> [Tekst źródłowy]:
***

Dzięki Ewa - no właśnie nieopodal jest ściana domu i tak bym LO tam dała. Wczo obserwowałam po raz n-ty i do 13 jest tam słonce wiec te min 5-6godzin słonca będzie mieć.
na obelisku mam 1 różę - Jubilee Celebration - i tak jak mówisz nie jest to łatwe, w dodatku w sklepach te obeliski są dość małe więc jak 2 lata nie przycinałam to ten obelisk bardziej był trzymający ją w pionie niż cokolwiek innego. Mam 2 Eden'ki i te z kolei prowadzę na patyku Dosłownie, taki pal plastikowy żeby w pionie je trzymać. Póki co w miare zdaje egzamin. Szał Edenki już niebawem.
Jeszcze myślę o Boscobel - Czy warto? Chorobliwa? Na necie zdjęcia piękne i chyba była/jest popularna i tu na forum... prawda? Coś możesz o niej powiedzieć?
Albo Pashmina - na liście od dawna, chyba w ub roku nawet nie dało się jej kupic bo tak wszystkim zeszła. W sklepie stacjonarnie też nie widziałam.
Już napisałam do nich czy jest możliwość wymiany ewentualnie zwrotu. Z tego co patrzyłam to na stanie już nie mają obelisk. Tanie były po 29 zł sztuka. Nie wiem czy w razie co opłacać się będzie zwracać - w razie co może posadzę ja z tyłu działki poddasze czymś zimozielonym co zasłoni ta krzywiznę
Magda, jak to jest Obelisk to tę krzywą bym zwróciła.
Jeżeli nie przyjmą to posadź ją lekko krzywo, upalikuj tę główną gałązkę i postaw do pionu. Dowiąż do niej te 2 pozostałe tak, aby całość w pion poszła. Obelisk od dołu nie wypuści swoich odrostów bo on jest na innej odmianie szczepiony - zobacz gdzie jest miejsce szczepienia, bardzo nisko powinno być. to co wypuści od korzeni to nie będzie po prostu Obelisk a roślina żywiciel.
Helen, podzielam zdanie dziewczyn, że jedna hortka na pniu da radę zrobić dobrą robotę w tym miejscu. Obelisk w warzywach rzeczywiście śliczny, sama chętnie bym przygarnęła, choć nie wiem na co by mi się nadał. Chyba tylko jako ozdoba
Te liście róż niefajnie wyglądają, współczuję.
Kasya zlekceważyłem zabezpieczenie rany po wycięciu gałązki (przy innych sto razy się udawało) i zgorzel kory cichcem objęła pień na całym obwodzie.
Musiałem wyciąć praktycznie do ziemi, nie widać czy to była sadzonka czy szczepiona dlatego ratowałem na maksa co jeszcze zielone
uśpiony paczek wystartował
sosna czarna Goldfinger i buczki dwa (po wielokroć )

***

> [Polecenie 1]:
Odpowiedz na pytania do wątku ogrodniczego z forum:
(a) Do której godziny świeci słońce w miejscu przy ścianie domu?
(b) Jaka róża rośnie na obelisku?
(c) Po ile za sztukę były Obeliski?
> [Polecenie 2]: Dopisz dalszy ciąg wątku ogrodniczego z forum, zaczynając zaraz po ostatnim wpisie.

(Fragmenty zbioru danych z adnotacjami lokalizacji)
***

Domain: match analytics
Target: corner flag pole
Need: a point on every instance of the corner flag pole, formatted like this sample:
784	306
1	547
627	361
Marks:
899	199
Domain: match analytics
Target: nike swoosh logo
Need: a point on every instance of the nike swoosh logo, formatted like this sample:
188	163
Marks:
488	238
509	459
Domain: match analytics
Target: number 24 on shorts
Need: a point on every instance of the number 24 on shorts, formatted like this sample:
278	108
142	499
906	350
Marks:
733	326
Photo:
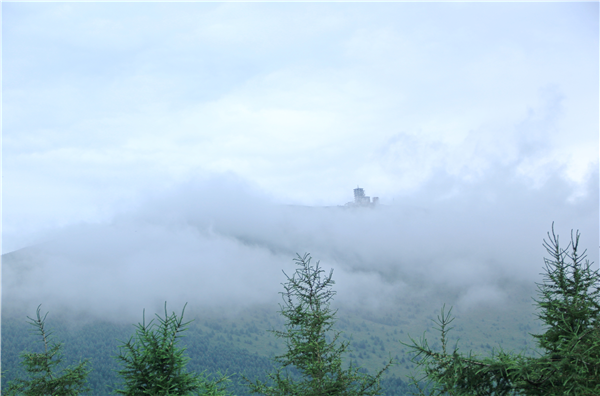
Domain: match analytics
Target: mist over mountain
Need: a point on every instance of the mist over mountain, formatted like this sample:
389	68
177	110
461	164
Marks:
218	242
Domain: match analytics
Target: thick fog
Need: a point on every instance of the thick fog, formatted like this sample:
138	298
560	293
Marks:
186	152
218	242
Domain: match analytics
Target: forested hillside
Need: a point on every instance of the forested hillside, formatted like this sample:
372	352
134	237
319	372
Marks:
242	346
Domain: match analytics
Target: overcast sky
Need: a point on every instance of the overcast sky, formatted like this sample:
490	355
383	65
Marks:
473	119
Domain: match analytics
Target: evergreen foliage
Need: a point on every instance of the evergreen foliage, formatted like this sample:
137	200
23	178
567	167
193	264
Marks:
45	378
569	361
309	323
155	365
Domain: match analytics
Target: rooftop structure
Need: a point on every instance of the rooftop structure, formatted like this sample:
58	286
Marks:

***

> [Oczekiwana odpowiedź 1]:
(a) Do 13.
(b) Jubilee Celebration.
(c) Po 29 zł.

> [Oczekiwana odpowiedź 2]:
klon (jakiś) i kolejne buczki dwa , maleńki po lewej Rohan Weeping i po prawej Rohan Obelisk
na tej rabacie mam taki kawałek większy o długości 160cm x 55 cm. Tak pomysłami,że jednak by się te 3 róże by się zmieściły. Tylko czy ja nie naćkam wtedy za dużo tam ? Napiszę co jest i co będę dosadzac
Sesleria jesienna X6
Carex evergold X5
Trzcinnik karl foester X6
Rozschodniki z 6x
Danica 1x
Orliki
Tawuła japońska X1 ale myślę czy by drugiej nie dosadzic
Ttzemilina na pniu X2
Z tej strony co stoję będzie śś obelisk, jaka potem wybrać ttzemiline,ta wyższa czy niższa dać bliżej śś?
Miały być trzy tzemiliny wg propozycji Ewy,ale nie było już trzeciej, która by pasowała mojemu portfelowi
Szkoda, że wszystko może zostać ukradzione, bo obelisk porośnięty różą i jakiś byliny dołem też ty fajnie wyglądały. Lub zestaw mały stoliczek i dwa krzesełka by przycupnąć przy pracy lub po prostu posiedzieć.
Myślałam o jabłoniach kolumnowych użytkowych, mogą być też ozdobne. Fakt może trzeba by było stosować opryski, np. na parcha. Ja mam u siebie dwie kolumnowe jabłonie użytkowe i póki co nie pryskane niczym, ale na działce u teścia bez oprysków się nie obędzie pomimo naszych początkowych założeń.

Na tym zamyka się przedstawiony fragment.